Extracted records
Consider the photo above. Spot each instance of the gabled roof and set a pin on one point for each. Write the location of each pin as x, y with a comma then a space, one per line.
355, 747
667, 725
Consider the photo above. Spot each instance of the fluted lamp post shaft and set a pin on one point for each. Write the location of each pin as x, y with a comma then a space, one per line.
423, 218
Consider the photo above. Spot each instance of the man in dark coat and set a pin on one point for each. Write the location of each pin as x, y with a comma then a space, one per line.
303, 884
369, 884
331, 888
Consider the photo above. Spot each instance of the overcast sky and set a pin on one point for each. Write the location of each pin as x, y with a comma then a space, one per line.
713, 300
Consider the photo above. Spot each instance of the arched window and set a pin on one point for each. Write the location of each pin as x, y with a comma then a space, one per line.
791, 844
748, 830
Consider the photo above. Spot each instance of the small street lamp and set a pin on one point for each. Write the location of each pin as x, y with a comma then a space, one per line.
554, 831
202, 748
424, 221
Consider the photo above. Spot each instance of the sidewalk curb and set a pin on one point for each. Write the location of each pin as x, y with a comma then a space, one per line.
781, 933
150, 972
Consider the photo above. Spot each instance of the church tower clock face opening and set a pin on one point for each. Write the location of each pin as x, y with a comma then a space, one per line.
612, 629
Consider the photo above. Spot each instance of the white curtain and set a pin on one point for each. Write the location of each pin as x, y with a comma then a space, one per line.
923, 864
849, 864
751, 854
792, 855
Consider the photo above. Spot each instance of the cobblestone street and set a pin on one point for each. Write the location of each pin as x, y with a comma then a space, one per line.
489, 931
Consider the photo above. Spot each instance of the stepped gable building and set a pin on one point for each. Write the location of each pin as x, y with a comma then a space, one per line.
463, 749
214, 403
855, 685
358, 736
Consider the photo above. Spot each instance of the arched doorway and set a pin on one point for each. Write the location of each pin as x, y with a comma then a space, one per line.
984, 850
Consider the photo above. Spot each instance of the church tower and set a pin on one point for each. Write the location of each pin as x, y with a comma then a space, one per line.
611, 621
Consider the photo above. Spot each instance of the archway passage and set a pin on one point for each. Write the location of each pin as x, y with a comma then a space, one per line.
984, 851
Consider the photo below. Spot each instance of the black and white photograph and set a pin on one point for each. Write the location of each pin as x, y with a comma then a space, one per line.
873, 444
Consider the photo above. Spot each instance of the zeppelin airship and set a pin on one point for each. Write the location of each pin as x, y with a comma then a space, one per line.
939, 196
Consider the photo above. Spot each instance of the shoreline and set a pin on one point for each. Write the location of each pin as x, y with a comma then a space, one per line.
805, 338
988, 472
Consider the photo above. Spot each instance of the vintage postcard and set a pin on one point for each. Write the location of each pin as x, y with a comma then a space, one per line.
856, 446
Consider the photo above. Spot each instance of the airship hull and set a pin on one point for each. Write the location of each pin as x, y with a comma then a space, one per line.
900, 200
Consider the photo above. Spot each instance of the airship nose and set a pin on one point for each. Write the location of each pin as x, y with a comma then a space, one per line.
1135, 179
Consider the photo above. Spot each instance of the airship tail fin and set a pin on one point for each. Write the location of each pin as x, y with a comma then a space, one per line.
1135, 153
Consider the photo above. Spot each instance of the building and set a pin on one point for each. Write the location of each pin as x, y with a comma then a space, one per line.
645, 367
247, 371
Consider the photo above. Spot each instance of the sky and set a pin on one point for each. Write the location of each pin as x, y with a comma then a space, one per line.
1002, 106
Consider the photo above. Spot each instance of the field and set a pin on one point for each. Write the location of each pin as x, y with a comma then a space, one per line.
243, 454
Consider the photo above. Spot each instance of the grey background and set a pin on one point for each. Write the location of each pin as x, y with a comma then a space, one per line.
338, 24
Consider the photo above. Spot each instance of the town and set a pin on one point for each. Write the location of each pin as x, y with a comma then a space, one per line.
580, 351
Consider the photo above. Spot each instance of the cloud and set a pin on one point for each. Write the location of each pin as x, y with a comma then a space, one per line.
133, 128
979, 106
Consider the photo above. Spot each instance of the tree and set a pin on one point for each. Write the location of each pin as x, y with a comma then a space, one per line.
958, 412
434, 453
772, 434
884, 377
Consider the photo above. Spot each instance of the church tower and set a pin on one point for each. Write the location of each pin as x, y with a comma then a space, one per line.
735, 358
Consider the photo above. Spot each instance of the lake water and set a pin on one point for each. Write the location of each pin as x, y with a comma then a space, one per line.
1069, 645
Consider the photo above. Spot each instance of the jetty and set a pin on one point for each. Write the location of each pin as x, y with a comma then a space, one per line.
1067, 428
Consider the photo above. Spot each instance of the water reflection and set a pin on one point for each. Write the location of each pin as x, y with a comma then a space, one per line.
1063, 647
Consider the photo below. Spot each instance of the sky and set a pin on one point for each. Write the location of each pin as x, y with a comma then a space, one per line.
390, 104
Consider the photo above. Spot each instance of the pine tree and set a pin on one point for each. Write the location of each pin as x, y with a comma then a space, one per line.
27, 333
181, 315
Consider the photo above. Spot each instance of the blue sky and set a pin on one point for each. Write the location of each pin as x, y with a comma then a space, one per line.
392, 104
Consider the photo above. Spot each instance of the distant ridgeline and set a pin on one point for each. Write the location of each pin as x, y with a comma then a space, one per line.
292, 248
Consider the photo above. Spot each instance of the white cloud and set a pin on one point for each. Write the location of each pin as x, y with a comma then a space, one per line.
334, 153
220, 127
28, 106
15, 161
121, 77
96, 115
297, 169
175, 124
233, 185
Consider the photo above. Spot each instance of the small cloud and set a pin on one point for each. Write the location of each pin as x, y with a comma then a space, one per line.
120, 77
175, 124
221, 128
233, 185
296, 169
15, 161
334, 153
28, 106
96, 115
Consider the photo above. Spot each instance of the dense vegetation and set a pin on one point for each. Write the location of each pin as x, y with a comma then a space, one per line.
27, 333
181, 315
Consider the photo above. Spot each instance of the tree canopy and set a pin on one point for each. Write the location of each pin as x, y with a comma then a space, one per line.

**WHAT IS EXPECTED:**
Copy out all of the material above line by line, without changing a single word.

**TASK ANSWER:**
Consider the photo above. Spot each instance of the gabled roof and set a pin on one point for each. Write the location of each pin as x, y with a comma then a space, one per line.
355, 747
667, 725
Consider the photo above. Spot each instance of the fluted lamp post shaft and set a pin on one point for each. Write the location of each pin as x, y with a comma then a space, one per line.
423, 218
Consider the photo above. Spot each instance of the man in dark coat and set a pin on one point for each. Write the location of each pin as x, y with a comma then a space, one per line.
303, 884
369, 884
331, 888
Consider the photo above. Spot each instance of the overcast sky and set a pin on one point for each. Write the location of each pin as x, y with a comma then a space, one per line.
713, 300
Consider the photo above. Spot each instance of the arched window and set a pin on one point for each. Write the location of each pin as x, y with a comma then a space, one per line.
791, 844
748, 830
Consider the photo above. Spot each instance of the small street lamp and set a pin on one point for each. Write the location of each pin as x, y with a comma then a space, one per line.
554, 831
202, 748
424, 221
Consider the photo above. Spot each instance of the sidewalk curb and set a pin on one point for each. Write the location of each pin as x, y with a comma then a space, one per line.
781, 933
150, 972
Consider the photo above. Spot each instance of the church tower clock face opening and set a pin on one point for each. Write the location of each pin as x, y with a comma then a space, one per line.
612, 629
Consider the photo above. Spot each instance of the white curtain and set a pin on one point for each. Write the location of each pin as x, y with a comma then a space, one per line.
923, 864
849, 864
751, 854
792, 855
Consider the photo above. Spot each instance of the cobblestone street and set a pin on one point for each. Write the location of each pin as x, y with a comma then a space, one per line.
489, 931
Consider the photo above. Spot each instance of the stepped gable building and set a pin on one point for each. Write the location of each pin as x, y with a comma then a space, one per line.
463, 749
214, 403
855, 685
358, 736
Consider the photo above. Spot each instance of the arched doorway and set a pin on one point for each. Write the location of each pin as x, y with a comma then a space, one per line.
984, 850
Consider the photo above. Spot each instance of the church tower and set a pin on one point for each. Write the location of each pin as x, y with a comma then a space, one per line.
611, 621
Consider the photo above. Spot each instance of the archway passage and set a pin on one point for each. Write the location of each pin as x, y with a comma then a space, one per line.
984, 851
Consider the photo below. Spot each instance of the black and white photograph and set a pin on one point for each. Write the location of each pin as x, y with a comma then a space, one per line.
873, 444
Consider the photo above. Spot each instance of the zeppelin airship and set a pin on one point for each. Write the location of each pin as x, y with a comma then a space, one per line.
939, 196
Consider the photo above. Spot each instance of the shoreline and set a pin on one point for each. Write the location of each pin as x, y with a comma then a space, one per line.
805, 338
988, 472
Consider the photo above. Spot each instance of the vintage postcard and set a pin on one point for each. Write the location of each pin as x, y with a comma then a space, one per line.
856, 446
Consider the photo above. Spot each instance of the airship hull and set a pin on one point for each. Write the location of each pin as x, y with a comma then a space, one per line.
900, 200
Consider the photo above. Spot each instance of the airship nose and set a pin on one point for each. Write the location of each pin as x, y with a comma then a space, one per line.
1135, 179
Consider the photo above. Spot each instance of the airship tail fin and set a pin on one point for each. Write the location of each pin as x, y with a comma then a space, one per line.
1135, 153
Consider the photo above. Spot each instance of the building and set a pin on one point for each. Write the location of each pin as x, y with a comma then a space, one per line.
645, 367
247, 371
Consider the photo above. Spot each instance of the sky and set a pin on one point for each. Write the location of each pin as x, y with a comma then a space, one per line.
1002, 106
Consider the photo above. Spot each instance of the field and set a pin on one point for each. Write the location of each pin as x, y with a comma then a space, one per line.
243, 454
Consider the photo above. Spot each instance of the grey background and set a pin on one point for each. Write the location of each pin as x, y with a comma then a space, one per line.
338, 24
Consider the photo above. Spot each instance of the town and set a pin on one point for each. Write the location of each pin as x, y with a comma then a space, one per line.
580, 351
Consider the photo above. Spot each instance of the cloud and set a pin on one point for each. Write the location of each pin as x, y with a comma then a space, one per line.
133, 128
979, 106
Consider the photo above. Spot each instance of the tree and set a pin on one point for each. Write the location of each pin as x, y with a comma then a space, one per line.
958, 412
434, 453
772, 434
884, 377
Consider the photo above. Spot each instance of the church tower and set a pin on one point for each. Write the location of each pin as x, y with a comma then a space, one per line.
735, 358
Consider the photo above. Spot each instance of the lake water and set a pin on one point for each. Write the location of each pin as x, y with a comma then a space, one per line.
1069, 645
Consider the photo above. Spot each instance of the jetty and set a pin on one point for each. Write the location of each pin as x, y with a comma then a space, one per line.
1067, 428
Consider the photo above. Spot each instance of the water reflection and set a pin on one point for each. Write the location of each pin as x, y with a comma then a space, one per line.
1063, 647
Consider the photo below. Spot each instance of the sky and set a pin on one point for each. Write the location of each pin as x, y with a comma then a space, one per line.
390, 104
Consider the photo above. Spot each instance of the pine tree and set a pin on one point for each. Write the location of each pin as x, y with a comma then a space, one per line.
27, 333
181, 315
Consider the photo above. Spot each instance of the blue sky and set a pin on one point for each. Write the location of each pin as x, y with a comma then a space, one per line.
392, 104
Consider the photo above. Spot each instance of the distant ridgeline and set a pin on one point for each. Write the location of each pin as x, y with a comma then a space, one per line.
292, 248
Consider the photo above. Spot each instance of the white cloud and set a pin on one point for each. Write the location of each pin as x, y with a comma then a space, one per line.
334, 153
220, 127
28, 106
15, 161
121, 77
96, 115
297, 169
175, 124
233, 185
Consider the photo above. Spot each instance of the small cloud and set a pin on one point for each. Write the location of each pin as x, y with a comma then a space, one per line.
120, 77
175, 124
221, 128
233, 185
296, 169
15, 161
334, 153
28, 106
96, 115
Consider the photo above. Spot each instance of the dense vegetation and set a pin on one point for each. Write the location of each pin as x, y with a comma then a space, one per line.
27, 333
181, 315
Consider the photo above. Spot each instance of the tree canopy and set a pin on one point for each. Write the location of each pin as x, y with a comma then a space, one per line.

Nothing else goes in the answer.